START

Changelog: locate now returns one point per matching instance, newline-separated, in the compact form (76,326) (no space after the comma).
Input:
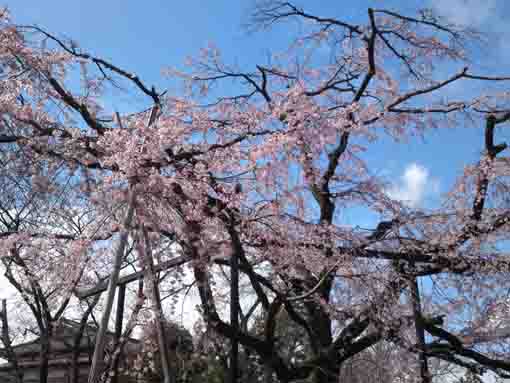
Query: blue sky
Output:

END
START

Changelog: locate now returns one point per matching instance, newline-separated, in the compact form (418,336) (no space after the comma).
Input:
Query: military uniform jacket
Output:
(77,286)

END
START

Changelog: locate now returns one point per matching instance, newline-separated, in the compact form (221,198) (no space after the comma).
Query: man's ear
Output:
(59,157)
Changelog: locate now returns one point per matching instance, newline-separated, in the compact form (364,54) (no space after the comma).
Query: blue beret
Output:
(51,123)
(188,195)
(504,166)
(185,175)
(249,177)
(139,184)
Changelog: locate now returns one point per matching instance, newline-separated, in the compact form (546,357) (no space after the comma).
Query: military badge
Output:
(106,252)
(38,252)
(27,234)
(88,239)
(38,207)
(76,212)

END

**Stated task**
Collect every line above that contains the string "comma", treating uppercase and lowercase as distinct. Copy each such line in full.

**Result for this task**
Changelog: locate now returns one point per matching instance, newline-separated, in the compact form (76,326) (no space after the comma).
Changelog: locate now returns one point per matching instance, newline-separated, in the compact form (418,336) (no space after the comma).
Changelog: locate now returns one point per matching instance, newline-separated, in the compact form (221,198) (no space after the comma).
Changelog: locate now returns one point per matching instance, newline-separated, in the compact form (364,54) (no space after the comma).
Changelog: locate now returns one point per matching instance, newline-separated, in the compact form (546,357) (no space after the comma).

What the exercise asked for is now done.